A new peer-reviewed study in the scientific journal Water Research has called for a full investigation into face masks as it raises serious questions about their safety for daily use and their impact on the environment.
The study, “An investigation into the leaching of micro and nano particles and chemical pollutants from disposable face masks – linked to the COVID-19 pandemic“, investigated the impact of disposable plastic facemasks (DPFs) on the environment by submerging masks from seven different manufacturers in water then testing the water for chemicals. The researchers found lead, cadmium, antimony and various plastic and organic substances in the water. They expressed concerns about the contribution disposable face masks are making to the world’s plastic problem.
While the focus of the study was on the impact on the environment, the authors were clear about the implications of their findings for the safety of masks for public health. They write: “The toxicity of some of the chemicals found and the postulated risks of the rest of the present particles and molecules, raises the question of whether DPFs are safe to be used on a daily basis and what consequences are to be expected after their disposal into the environment.”

..........

● **Assignment 1**
Copy the portion of the face mask article that opens with the words containing "A new peer-reviewed" and closes with "on the environment.", renaming "face masks" as "face coverings".
● **Assignment 2**
Answer these questions using the face mask article.
(a) In which journal did the study appear?
(b) Masks from how many manufacturers were submerged in water?
(c) According to the authors' quoted statement, what two questions do the findings raise?
Nothing in the listing is needed.

● **Information supplied**
..........

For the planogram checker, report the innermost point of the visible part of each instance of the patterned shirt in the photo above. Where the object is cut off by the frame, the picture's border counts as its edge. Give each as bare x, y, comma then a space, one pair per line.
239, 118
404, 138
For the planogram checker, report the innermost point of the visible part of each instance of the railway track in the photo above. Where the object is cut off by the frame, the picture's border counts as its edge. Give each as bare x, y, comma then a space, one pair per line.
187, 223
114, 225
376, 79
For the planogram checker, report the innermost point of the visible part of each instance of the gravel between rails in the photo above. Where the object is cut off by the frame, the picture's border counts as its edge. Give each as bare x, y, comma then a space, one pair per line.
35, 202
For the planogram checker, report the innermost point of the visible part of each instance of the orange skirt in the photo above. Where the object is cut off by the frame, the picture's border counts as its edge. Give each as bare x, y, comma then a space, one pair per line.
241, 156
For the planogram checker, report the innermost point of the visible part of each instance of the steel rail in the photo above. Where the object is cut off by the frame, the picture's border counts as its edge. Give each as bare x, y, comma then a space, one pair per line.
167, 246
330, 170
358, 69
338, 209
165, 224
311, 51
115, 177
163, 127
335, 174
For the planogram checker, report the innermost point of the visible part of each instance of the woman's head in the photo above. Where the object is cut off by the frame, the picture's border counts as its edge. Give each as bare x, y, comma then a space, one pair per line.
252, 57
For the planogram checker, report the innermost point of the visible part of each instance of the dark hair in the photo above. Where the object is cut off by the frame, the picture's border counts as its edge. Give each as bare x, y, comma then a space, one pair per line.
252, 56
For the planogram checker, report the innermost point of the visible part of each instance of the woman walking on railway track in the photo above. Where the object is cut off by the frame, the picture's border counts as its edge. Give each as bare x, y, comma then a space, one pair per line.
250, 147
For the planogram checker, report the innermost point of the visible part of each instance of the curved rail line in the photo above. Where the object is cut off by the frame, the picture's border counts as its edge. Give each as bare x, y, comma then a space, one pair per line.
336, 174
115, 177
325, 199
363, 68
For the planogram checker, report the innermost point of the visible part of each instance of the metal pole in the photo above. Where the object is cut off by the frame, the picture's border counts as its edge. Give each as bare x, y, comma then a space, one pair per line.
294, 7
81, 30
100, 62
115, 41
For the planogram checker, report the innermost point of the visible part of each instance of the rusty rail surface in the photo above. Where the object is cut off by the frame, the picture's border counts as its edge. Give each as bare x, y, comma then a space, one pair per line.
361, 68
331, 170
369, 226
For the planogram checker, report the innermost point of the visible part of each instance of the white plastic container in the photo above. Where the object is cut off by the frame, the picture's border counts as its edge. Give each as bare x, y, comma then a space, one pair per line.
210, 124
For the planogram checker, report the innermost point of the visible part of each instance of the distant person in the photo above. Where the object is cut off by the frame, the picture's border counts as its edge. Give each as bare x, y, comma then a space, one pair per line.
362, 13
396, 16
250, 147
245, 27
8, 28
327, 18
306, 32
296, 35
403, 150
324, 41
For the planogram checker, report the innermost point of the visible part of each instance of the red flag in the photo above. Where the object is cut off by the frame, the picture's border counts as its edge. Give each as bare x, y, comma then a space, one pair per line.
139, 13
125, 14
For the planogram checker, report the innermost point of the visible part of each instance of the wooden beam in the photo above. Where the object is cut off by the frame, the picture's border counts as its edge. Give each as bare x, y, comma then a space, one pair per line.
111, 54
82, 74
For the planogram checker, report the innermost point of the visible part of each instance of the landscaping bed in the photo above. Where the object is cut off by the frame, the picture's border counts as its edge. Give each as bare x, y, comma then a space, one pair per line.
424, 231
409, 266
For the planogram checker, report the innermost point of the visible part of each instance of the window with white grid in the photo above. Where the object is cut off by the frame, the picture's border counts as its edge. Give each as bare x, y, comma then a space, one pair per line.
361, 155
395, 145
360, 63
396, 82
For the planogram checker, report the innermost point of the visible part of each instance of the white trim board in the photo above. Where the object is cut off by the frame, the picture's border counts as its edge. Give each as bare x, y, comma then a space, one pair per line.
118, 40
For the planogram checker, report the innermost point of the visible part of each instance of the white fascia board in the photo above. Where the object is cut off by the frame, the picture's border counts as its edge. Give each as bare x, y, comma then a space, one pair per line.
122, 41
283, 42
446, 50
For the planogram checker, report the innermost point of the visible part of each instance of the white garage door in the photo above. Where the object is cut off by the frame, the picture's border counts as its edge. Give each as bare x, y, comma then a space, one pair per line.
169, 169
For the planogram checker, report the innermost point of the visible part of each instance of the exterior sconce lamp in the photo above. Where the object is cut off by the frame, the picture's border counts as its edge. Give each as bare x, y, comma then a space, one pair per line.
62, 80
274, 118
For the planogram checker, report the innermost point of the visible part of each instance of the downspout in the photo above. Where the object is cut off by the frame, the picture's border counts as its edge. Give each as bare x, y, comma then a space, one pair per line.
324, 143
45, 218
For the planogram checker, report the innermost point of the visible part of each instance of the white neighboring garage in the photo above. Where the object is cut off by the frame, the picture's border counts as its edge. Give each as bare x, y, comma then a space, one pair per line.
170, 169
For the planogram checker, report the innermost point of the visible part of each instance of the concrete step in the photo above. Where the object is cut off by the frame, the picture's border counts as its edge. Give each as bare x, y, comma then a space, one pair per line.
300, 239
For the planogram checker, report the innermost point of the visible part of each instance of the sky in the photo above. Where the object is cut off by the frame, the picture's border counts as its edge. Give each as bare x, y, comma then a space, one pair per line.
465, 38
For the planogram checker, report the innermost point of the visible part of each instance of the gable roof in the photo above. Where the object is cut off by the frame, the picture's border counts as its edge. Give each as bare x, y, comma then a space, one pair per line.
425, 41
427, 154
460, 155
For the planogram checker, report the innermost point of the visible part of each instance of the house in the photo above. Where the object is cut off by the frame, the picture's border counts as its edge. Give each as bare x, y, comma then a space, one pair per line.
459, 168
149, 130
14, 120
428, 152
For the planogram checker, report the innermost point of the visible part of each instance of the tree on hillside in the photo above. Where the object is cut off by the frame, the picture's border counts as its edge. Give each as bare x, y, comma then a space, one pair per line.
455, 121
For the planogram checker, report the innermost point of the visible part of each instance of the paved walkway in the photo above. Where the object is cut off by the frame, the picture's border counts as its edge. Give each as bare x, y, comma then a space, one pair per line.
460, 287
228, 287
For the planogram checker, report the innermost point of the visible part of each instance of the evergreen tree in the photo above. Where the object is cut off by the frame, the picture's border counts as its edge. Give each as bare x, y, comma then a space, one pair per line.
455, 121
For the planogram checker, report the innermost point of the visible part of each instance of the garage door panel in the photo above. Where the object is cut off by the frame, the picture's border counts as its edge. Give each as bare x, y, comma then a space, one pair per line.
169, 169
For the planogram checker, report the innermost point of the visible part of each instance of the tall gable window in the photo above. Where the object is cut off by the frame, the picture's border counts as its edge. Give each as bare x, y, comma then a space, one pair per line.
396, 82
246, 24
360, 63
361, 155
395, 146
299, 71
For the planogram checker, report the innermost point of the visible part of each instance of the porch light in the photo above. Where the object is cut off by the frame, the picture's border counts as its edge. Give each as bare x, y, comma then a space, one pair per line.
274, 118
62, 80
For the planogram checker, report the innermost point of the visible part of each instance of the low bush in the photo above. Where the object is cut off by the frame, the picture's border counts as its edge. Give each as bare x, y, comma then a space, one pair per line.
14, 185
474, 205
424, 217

..........

● **Exercise output 1**
A new peer-reviewed study in the scientific journal Water Research has called for a full investigation into face coverings as it raises serious questions about their safety for daily use and their impact on the environment.

● **Exercise output 2**
(a) Water Research.
(b) Seven.
(c) Whether DPFs are safe to be used on a daily basis, and what consequences are to be expected after their disposal into the environment.